§ AIM
Write out the records again, switching every "drop a marker" to "place a pin" and leaving everything else unchanged.

§ Object point labels

-- start --

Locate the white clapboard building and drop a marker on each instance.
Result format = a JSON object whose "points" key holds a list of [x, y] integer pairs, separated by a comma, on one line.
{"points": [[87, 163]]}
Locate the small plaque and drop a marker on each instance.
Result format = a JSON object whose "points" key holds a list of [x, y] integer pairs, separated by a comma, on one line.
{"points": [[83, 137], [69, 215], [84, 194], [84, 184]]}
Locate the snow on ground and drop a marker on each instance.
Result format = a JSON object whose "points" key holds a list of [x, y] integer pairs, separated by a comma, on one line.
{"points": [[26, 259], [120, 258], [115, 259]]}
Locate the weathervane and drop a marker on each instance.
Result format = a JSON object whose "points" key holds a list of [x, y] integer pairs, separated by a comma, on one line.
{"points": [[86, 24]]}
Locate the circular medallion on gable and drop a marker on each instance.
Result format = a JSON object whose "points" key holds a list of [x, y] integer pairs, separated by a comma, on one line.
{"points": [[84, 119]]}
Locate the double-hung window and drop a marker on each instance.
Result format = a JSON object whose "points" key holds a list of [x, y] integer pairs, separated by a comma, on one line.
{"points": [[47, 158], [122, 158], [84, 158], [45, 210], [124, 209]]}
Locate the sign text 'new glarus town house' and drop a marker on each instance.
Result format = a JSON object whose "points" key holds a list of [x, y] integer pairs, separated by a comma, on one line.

-- end --

§ TASK RESPONSE
Locate the white clapboard building and place a pin on each instance.
Result format = a JSON object whose "points" key holds a list of [x, y] integer pairs, separated by a comma, on one line.
{"points": [[87, 163]]}
Locate the small plaque and place a pin on each instance.
Result format = a JSON object whose "points" key holds a list of [x, y] integer pairs, separated by a comma, on one line.
{"points": [[83, 137], [69, 215], [84, 194], [84, 184]]}
Locate the snow on ground and place a pin on each instance.
Result format = a JSON object whose "points" key holds a list of [x, y] integer pairs, separated by a comma, on one line.
{"points": [[26, 259], [120, 258], [115, 259]]}
Locate the weathervane and place a pin on each instance.
Result format = a JSON object whose "points" key holds a list of [x, y] integer pairs, separated by a comma, on one line.
{"points": [[86, 24]]}
Locate the circular medallion on gable and place a pin on each instance.
Result format = a JSON object whose "points" key holds a list of [x, y] integer pairs, separated by a comma, on one line.
{"points": [[84, 119]]}
Locate the double-hung window and place a pin on each instance.
Result format = a JSON object whose "points" key holds a list of [x, y] integer pairs, separated by a comma, on one line.
{"points": [[47, 158], [122, 158], [84, 158], [45, 210], [124, 209]]}
Locate the sign text 'new glarus town house' and place a pin on each instance.
Result format = a JSON object whose "points" key holds a list of [x, y] integer pairs, separated by a comma, on one line.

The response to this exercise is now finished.